What you are asked to do >>
Set out the listing below as a Markdown table with two columns, Row and Line, giving each nonblank line its own numbered row. Leave out the pictures.

-- BEGIN --

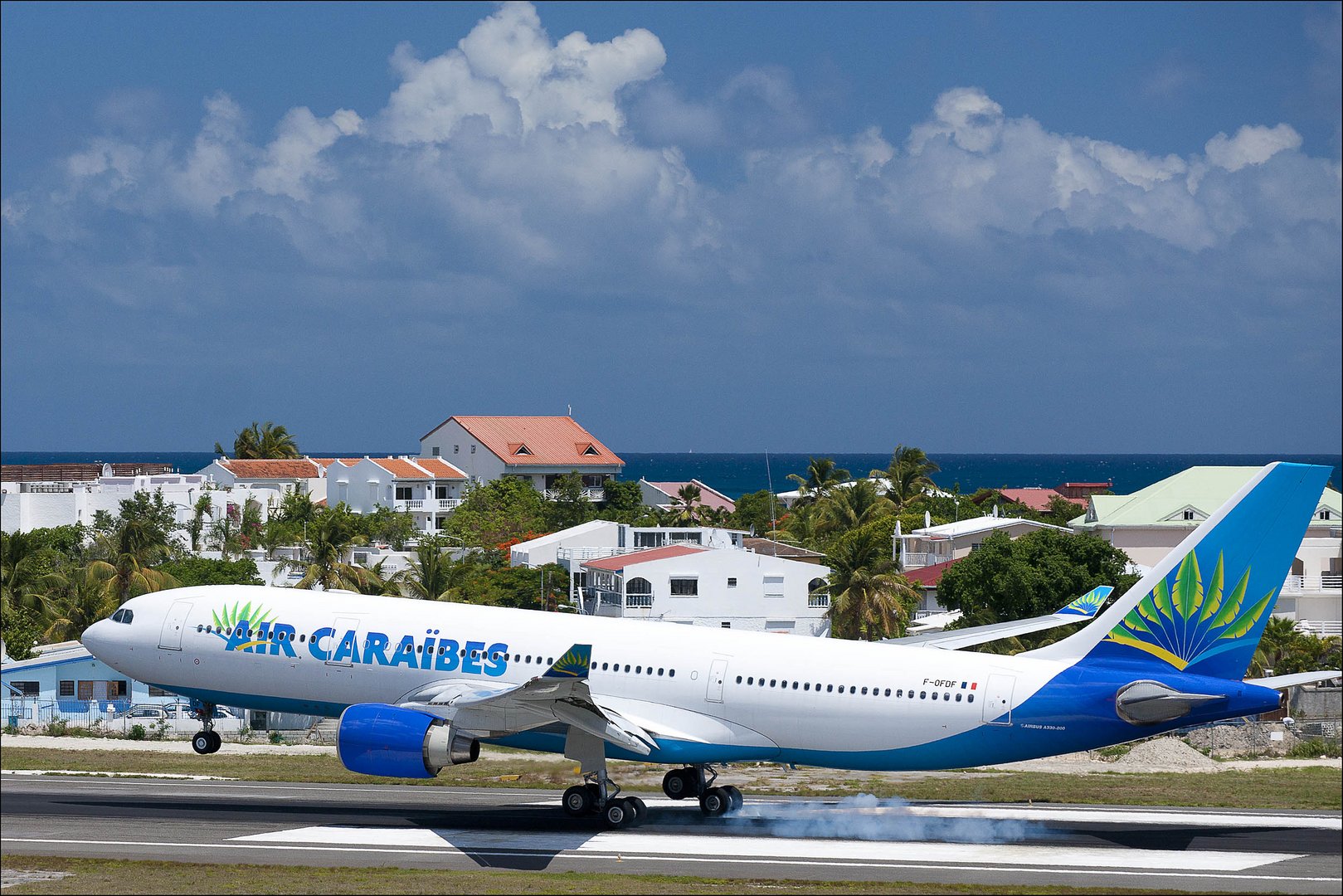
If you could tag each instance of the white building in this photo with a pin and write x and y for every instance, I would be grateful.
(535, 449)
(728, 589)
(1151, 522)
(36, 505)
(426, 488)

-- END --

Written reply >>
| Row | Line |
|---|---|
| 1 | If you could tag each instance of the white building in this photo with a pin and write x and y for every instance, I would be grateful. |
| 2 | (535, 449) |
| 3 | (728, 589) |
| 4 | (1151, 522) |
| 5 | (36, 505) |
| 6 | (426, 488) |